[Opening EXCERPTED PASSAGE section]
Ignore everything that he says, and look at what he and his administration are DOING. He's running the country into the ground on purpose, like those pilots (at least three of them) who have crashed their airplanes in deliberate acts of suicide.
You would be correct. More government interference is only going to make it all worse. But that is the liberal recipe and it seems to attract a lot of people who have little intelligence to argue. We can only hope for a red wave this November, and another that kicks Biden back to Delaware permanently.
I don't attribute much of what is happening to Biden. In my opinion he has sold himself to the highest bidder on the left in exchange for the White House. And, as a political science major with a concentration in international relations as well as a Chicago Booth grad, I can't help but observe the actions of the western democracies over the last 2 years and be highly receptive to the notion that much of what we are experiencing economically is being done on purpose.
You have to preface "Biden believes X" "or Biden thinks that" (paraphrased). He has no idea; he is a pure puppet; he is controlled and told what to say. We've never seen a weaker more worthless pres. IF there was a fair media his approval would be 20%. Of course, your solutions are perfect and the opposite will be done.
[Closing EXCERPTED PASSAGE section]
[Opening DATA RECORDS section]
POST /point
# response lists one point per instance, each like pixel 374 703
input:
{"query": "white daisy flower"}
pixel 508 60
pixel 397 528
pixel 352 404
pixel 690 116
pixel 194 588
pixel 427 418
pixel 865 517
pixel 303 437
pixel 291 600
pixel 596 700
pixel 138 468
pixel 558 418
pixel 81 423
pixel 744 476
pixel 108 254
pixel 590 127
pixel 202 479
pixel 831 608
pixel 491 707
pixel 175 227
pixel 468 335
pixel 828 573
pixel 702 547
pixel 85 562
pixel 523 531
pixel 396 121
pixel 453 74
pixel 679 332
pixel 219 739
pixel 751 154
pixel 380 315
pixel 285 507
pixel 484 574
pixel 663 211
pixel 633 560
[Closing DATA RECORDS section]
> [WORK TO COMPLETE]
1. Can you sum up the passage on Biden in two sentences?
2. In the passage on Biden, could you swap "Biden" for "the president" in the part from "I don't attribute" to "done on purpose."?
3. How would you translate this sentence from the passage on Biden into Spanish: "More government interference is only going to make it all worse."

> [ANSWERS BY TASK]
1. The passage claims that Biden and his administration are deliberately running the country into the ground and that more government interference will only make things worse. It calls Biden a puppet who is controlled and told what to say, and it hopes for a red wave this November.

2.
I don't attribute much of what is happening to the president. In my opinion he has sold himself to the highest bidder on the left in exchange for the White House. And, as a political science major with a concentration in international relations as well as a Chicago Booth grad, I can't help but observe the actions of the western democracies over the last 2 years and be highly receptive to the notion that much of what we are experiencing economically is being done on purpose.

3. Más interferencia del gobierno solo va a empeorarlo todo.